====== TEXT UNDER STUDY ======
The most accurate read, I think, is "he did this purposefully and we know that [given his skillset] it would have been easy for him to do it" and that's probably what they mean, but the text implies, "he did this purposefully and put a lot of work and effort into it".  I actually don't think it matters, really, but I think a lot of people perceive that a crime you put a lot of effort into is somehow worse than one you are able to do easily.  (I'm sure there's a study like, "Perceptions of Criminal Severity as a Function of Effort Level of Perpetrator", or something. There must be.) 

Quote

At the very least, Duggar had to conduct research in order to determine that a Linux partition was required to defeat Covenant Eyes’ internet monitoring.

This is an interesting assertion because to our knowledge, the Government didn't present any evidence of such a search. It would have been very interesting (and probably helpful to their case!) if they had presented evidence of a search from his history or cloud record. I think it's more probable that Josh, as a CE customer and past Linux user, simply knew Linux was a sufficient work around. 

(I'm looking at the trees and missing the forest here, I know, but we've been discussing this damn forest for so long and I'm kind of detail-oriented.)

I am now done reading the Government's document and I believe that WOCAB was a little bit talking out her butt about the scores of his psychological eval because those are not footnoted or explicitly called out. I didn't read this with a highlighter and pen, though, so it's very possible I missed it but to my knowledge the psychological portions of the PSR are never unsealed.
====== RECORD EXTRACTS ======
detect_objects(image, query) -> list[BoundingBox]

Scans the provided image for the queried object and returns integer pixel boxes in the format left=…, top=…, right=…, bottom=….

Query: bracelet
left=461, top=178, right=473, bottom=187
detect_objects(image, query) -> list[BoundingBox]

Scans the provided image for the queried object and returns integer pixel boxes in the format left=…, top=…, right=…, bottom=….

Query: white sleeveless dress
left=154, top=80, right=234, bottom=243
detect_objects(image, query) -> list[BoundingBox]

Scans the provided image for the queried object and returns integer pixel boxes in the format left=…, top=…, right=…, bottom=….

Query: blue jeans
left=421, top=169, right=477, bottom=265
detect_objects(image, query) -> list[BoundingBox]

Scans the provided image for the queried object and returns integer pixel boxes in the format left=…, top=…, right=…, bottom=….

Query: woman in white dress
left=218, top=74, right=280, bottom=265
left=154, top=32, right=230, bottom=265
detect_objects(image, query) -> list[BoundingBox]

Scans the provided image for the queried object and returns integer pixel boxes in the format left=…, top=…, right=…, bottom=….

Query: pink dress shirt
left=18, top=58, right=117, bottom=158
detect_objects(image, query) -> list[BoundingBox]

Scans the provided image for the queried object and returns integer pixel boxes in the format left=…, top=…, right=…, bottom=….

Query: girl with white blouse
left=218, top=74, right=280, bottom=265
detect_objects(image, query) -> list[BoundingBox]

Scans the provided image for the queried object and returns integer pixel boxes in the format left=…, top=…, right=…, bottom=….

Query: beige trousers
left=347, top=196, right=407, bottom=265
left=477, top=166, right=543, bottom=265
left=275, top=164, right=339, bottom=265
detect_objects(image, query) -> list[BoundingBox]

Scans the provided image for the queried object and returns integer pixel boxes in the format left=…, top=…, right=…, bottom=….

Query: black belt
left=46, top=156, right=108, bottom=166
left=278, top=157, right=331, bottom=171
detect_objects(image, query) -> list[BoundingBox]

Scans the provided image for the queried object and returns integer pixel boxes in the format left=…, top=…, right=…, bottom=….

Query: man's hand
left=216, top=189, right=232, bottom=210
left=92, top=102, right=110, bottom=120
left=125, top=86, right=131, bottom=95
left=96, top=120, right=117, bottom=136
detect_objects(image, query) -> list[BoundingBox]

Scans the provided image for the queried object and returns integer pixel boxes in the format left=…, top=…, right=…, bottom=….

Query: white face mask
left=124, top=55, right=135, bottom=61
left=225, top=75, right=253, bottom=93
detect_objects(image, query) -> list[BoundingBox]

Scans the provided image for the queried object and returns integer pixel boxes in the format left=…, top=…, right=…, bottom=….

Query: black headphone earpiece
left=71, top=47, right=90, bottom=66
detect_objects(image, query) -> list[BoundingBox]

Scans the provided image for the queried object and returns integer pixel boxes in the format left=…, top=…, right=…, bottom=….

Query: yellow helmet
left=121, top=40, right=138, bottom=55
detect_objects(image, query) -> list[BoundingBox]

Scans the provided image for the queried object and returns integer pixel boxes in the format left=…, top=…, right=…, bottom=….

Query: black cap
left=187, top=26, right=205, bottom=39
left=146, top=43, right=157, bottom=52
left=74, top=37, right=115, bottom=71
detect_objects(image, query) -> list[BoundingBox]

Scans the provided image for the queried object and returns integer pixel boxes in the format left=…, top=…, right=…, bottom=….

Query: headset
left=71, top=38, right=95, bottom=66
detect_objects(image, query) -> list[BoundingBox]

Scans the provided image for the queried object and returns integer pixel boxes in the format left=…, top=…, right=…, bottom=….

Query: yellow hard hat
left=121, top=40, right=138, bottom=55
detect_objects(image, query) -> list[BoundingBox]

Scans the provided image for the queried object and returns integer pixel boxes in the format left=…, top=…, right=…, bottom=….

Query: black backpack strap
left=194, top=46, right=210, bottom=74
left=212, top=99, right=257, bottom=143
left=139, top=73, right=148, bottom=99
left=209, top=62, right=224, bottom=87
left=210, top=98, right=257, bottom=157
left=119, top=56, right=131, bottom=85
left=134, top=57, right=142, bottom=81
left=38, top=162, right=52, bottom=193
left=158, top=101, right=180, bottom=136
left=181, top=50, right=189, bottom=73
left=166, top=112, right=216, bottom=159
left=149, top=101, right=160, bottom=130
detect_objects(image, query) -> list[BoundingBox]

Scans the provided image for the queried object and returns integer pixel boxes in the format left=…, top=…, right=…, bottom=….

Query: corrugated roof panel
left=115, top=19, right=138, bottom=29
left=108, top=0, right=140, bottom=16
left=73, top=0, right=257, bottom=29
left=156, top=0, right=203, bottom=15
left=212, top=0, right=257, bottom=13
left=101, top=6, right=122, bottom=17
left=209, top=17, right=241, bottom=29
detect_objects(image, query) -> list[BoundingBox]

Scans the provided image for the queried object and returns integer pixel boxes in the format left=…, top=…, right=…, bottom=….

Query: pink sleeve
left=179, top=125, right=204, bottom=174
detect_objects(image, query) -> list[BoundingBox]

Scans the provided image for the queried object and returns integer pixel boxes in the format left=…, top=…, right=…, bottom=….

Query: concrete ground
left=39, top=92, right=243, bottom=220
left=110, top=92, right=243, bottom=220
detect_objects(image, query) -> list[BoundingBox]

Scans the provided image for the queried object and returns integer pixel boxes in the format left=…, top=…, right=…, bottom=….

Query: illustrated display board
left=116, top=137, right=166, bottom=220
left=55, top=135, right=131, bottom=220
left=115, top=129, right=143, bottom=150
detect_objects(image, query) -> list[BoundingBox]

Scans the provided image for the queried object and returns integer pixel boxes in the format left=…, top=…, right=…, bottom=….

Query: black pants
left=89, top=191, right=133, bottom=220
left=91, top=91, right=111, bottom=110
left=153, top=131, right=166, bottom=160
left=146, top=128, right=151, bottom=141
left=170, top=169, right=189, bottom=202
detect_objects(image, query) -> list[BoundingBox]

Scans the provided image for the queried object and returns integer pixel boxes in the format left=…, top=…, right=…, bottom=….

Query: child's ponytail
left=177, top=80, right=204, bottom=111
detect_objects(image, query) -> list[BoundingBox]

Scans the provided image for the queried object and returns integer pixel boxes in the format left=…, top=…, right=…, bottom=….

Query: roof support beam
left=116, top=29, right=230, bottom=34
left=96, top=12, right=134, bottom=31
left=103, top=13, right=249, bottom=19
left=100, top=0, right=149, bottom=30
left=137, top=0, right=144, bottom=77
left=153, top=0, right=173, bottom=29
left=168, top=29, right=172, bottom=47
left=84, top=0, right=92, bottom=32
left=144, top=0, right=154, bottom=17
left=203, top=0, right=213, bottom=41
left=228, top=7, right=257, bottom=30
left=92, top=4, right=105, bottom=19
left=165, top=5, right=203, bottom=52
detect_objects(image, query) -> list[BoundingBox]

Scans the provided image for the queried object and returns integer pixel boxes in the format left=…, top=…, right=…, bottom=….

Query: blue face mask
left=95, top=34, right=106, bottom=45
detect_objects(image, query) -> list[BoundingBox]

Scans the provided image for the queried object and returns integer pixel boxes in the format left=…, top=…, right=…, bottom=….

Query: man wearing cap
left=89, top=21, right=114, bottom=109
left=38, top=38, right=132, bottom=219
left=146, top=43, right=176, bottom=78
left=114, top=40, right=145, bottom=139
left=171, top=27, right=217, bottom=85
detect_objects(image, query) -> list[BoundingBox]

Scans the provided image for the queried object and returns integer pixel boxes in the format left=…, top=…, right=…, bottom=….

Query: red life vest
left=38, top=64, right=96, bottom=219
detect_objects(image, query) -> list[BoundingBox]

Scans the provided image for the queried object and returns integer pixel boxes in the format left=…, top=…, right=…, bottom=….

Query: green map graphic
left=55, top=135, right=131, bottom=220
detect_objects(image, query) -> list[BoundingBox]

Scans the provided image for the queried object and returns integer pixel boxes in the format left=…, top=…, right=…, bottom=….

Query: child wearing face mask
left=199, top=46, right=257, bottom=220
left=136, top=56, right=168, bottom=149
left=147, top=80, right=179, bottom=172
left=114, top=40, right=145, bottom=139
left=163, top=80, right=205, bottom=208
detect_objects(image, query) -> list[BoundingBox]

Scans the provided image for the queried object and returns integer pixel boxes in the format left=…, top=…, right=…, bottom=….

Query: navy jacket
======
* TO DO
Repeat the entire forum post word for word. Work from the forum post alone, not the records.

* RESPONSE TO THIS TASK
The most accurate read, I think, is "he did this purposefully and we know that [given his skillset] it would have been easy for him to do it" and that's probably what they mean, but the text implies, "he did this purposefully and put a lot of work and effort into it".  I actually don't think it matters, really, but I think a lot of people perceive that a crime you put a lot of effort into is somehow worse than one you are able to do easily.  (I'm sure there's a study like, "Perceptions of Criminal Severity as a Function of Effort Level of Perpetrator", or something. There must be.) 

Quote

At the very least, Duggar had to conduct research in order to determine that a Linux partition was required to defeat Covenant Eyes’ internet monitoring.

This is an interesting assertion because to our knowledge, the Government didn't present any evidence of such a search. It would have been very interesting (and probably helpful to their case!) if they had presented evidence of a search from his history or cloud record. I think it's more probable that Josh, as a CE customer and past Linux user, simply knew Linux was a sufficient work around. 

(I'm looking at the trees and missing the forest here, I know, but we've been discussing this damn forest for so long and I'm kind of detail-oriented.)

I am now done reading the Government's document and I believe that WOCAB was a little bit talking out her butt about the scores of his psychological eval because those are not footnoted or explicitly called out. I didn't read this with a highlighter and pen, though, so it's very possible I missed it but to my knowledge the psychological portions of the PSR are never unsealed.